**Task details:** Retype each of the following items exactly, omitting every picture from your copy.

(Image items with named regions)
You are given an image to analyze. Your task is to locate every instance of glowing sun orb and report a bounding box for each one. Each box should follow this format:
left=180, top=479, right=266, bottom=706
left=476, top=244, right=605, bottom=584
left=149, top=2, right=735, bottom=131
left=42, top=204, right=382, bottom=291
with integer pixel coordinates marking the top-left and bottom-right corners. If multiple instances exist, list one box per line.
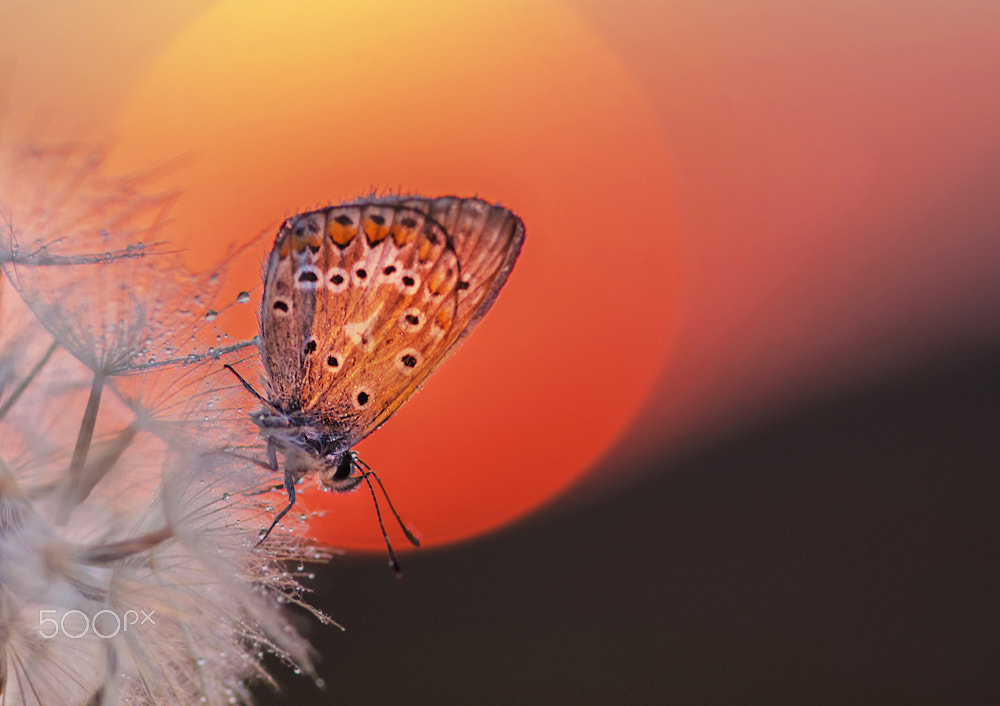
left=116, top=0, right=676, bottom=551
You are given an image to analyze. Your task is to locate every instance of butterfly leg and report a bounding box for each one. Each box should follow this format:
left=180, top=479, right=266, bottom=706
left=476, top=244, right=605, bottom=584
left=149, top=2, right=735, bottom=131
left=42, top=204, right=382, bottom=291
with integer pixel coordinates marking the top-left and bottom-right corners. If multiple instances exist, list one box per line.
left=257, top=469, right=295, bottom=546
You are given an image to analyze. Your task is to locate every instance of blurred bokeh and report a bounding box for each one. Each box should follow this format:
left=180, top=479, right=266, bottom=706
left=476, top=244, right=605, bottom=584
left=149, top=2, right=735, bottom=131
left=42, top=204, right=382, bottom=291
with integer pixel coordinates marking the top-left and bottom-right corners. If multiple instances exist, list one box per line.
left=0, top=0, right=1000, bottom=704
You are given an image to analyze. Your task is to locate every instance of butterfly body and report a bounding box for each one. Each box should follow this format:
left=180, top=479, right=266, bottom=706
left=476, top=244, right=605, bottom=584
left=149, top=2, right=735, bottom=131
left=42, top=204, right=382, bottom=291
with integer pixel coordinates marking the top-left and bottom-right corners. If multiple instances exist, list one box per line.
left=252, top=197, right=524, bottom=511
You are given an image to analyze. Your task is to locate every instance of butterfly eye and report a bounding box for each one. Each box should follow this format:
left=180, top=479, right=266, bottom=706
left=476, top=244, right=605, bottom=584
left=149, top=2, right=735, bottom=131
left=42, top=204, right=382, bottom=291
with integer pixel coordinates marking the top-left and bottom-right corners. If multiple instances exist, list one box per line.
left=326, top=267, right=350, bottom=292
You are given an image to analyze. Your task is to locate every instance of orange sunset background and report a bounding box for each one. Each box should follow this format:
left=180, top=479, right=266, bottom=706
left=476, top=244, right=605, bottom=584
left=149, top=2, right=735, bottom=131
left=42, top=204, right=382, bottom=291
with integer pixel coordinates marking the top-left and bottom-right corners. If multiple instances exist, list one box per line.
left=0, top=0, right=1000, bottom=703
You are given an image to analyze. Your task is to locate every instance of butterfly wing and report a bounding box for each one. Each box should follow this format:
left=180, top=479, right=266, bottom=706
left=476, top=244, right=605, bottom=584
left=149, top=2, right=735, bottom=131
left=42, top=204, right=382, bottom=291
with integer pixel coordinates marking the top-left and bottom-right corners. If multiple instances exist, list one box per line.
left=260, top=197, right=524, bottom=444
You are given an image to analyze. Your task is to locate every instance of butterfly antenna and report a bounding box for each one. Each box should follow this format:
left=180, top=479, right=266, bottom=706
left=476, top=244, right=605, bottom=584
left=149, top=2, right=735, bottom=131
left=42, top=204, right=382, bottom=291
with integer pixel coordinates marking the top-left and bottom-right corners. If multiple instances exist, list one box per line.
left=355, top=459, right=403, bottom=578
left=354, top=457, right=420, bottom=547
left=256, top=470, right=294, bottom=544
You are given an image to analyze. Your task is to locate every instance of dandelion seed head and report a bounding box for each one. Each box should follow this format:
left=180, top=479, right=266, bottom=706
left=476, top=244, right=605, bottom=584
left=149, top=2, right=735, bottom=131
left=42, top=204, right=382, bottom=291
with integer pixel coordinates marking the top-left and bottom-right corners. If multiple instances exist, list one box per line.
left=0, top=140, right=329, bottom=705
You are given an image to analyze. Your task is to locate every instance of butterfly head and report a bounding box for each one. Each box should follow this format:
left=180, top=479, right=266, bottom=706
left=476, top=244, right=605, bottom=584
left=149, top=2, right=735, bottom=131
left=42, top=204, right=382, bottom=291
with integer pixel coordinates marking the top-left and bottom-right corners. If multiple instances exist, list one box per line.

**Response to the task:**
You are given an image to analyze. Your task is to locate every instance of glowing sun orb and report a bounding box for each one. Each box should follow this format:
left=180, top=479, right=266, bottom=706
left=476, top=244, right=605, bottom=584
left=149, top=2, right=735, bottom=131
left=42, top=204, right=382, bottom=291
with integer pixel coordinates marking the top-left and bottom-right corners. If multiple instances exist, list one box per line.
left=116, top=0, right=676, bottom=551
You are given an image to analyze. Your task is to locate every instance of butterfly leg and report a bounding box for each one. Each box should follow this format:
left=180, top=479, right=266, bottom=706
left=476, top=244, right=605, bottom=584
left=149, top=2, right=735, bottom=131
left=42, top=204, right=382, bottom=291
with integer pixel coordinates marking the top-left and bottom-right corners. If multiple instances exist, list one box per line.
left=257, top=469, right=295, bottom=546
You are given an image to analyze. Your task is to locate every instance of blurred bokeh and report a bounding box for each one. Each box should follow this format:
left=180, top=479, right=266, bottom=706
left=476, top=244, right=605, bottom=584
left=149, top=2, right=735, bottom=131
left=42, top=204, right=382, bottom=291
with integer pixel coordinates marking the top-left and bottom-right corners. If multiple instances exist, list one box per line.
left=0, top=0, right=1000, bottom=704
You are given an image to analyze. Your task is to locate every instance of butterfly body and report a bounding box for each one. Each box should follow this format:
left=180, top=479, right=266, bottom=706
left=476, top=244, right=605, bottom=584
left=149, top=2, right=735, bottom=131
left=42, top=204, right=382, bottom=291
with integer pixel coordinates marking the top-left and bottom-right corners. If multiple instances exist, list one box per line.
left=252, top=197, right=524, bottom=511
You are given an image to analyze. Your task is to locate every instance of butterfly eye and report a bounding box for each one. Each box should follow this format:
left=180, top=479, right=266, bottom=706
left=476, top=244, right=605, bottom=584
left=149, top=2, right=735, bottom=131
left=42, top=204, right=382, bottom=291
with integer pixel coordinates marking the top-left and bottom-right corners. If multiple instances exist, list one box per line.
left=326, top=267, right=350, bottom=292
You are given an image to analyze. Your task is to locate every instance of orange sunset background and report a bounding box for each one. Each box should follow this format:
left=180, top=479, right=266, bottom=706
left=476, top=244, right=605, bottom=584
left=149, top=2, right=735, bottom=131
left=42, top=204, right=382, bottom=291
with integer pixel coordinates marking the top-left and bottom-right corners. If multiple instances exist, list one box per line.
left=0, top=0, right=1000, bottom=703
You are given an image to analyze. Your task is to locate every instance of butterfly wing and report a bounding box for each one. Each box should follow this format:
left=180, top=479, right=266, bottom=706
left=476, top=244, right=605, bottom=584
left=149, top=2, right=735, bottom=131
left=42, top=204, right=382, bottom=291
with integer pixel coordinates marking the top-left and bottom-right corners. If multiple instances exist, list one box per line.
left=260, top=197, right=524, bottom=444
You are given an image to analyze. Your task is to locate every instance of butterfly antenna and report a bounding box for each one. Each box should follow this format:
left=180, top=479, right=266, bottom=706
left=476, top=244, right=605, bottom=584
left=149, top=2, right=735, bottom=131
left=42, top=204, right=382, bottom=291
with integer pixel coordinates marking the top-left and bottom-right corners. If multiple instances exist, list one box per line.
left=355, top=459, right=403, bottom=578
left=354, top=457, right=420, bottom=547
left=256, top=470, right=294, bottom=544
You are given an image to analyze. Your task is to locate every instance of dandelion seed head and report a bounding box for each one. Each box should follow this format:
left=180, top=479, right=266, bottom=706
left=476, top=244, right=605, bottom=584
left=149, top=2, right=735, bottom=131
left=42, top=204, right=382, bottom=291
with integer pixel coordinates marking the top-left and bottom-right corners. If multiple instances exist, list one box per line.
left=0, top=140, right=329, bottom=705
You are given an image to analyze. Your task is to locate every instance of butterfly head and report a bounding box for each one. Each box should follow this format:
left=180, top=479, right=266, bottom=706
left=476, top=244, right=605, bottom=584
left=149, top=2, right=735, bottom=131
left=42, top=204, right=382, bottom=291
with integer pixel coordinates marking the top-left and bottom-right corners. If multiple instances exist, list one box per line.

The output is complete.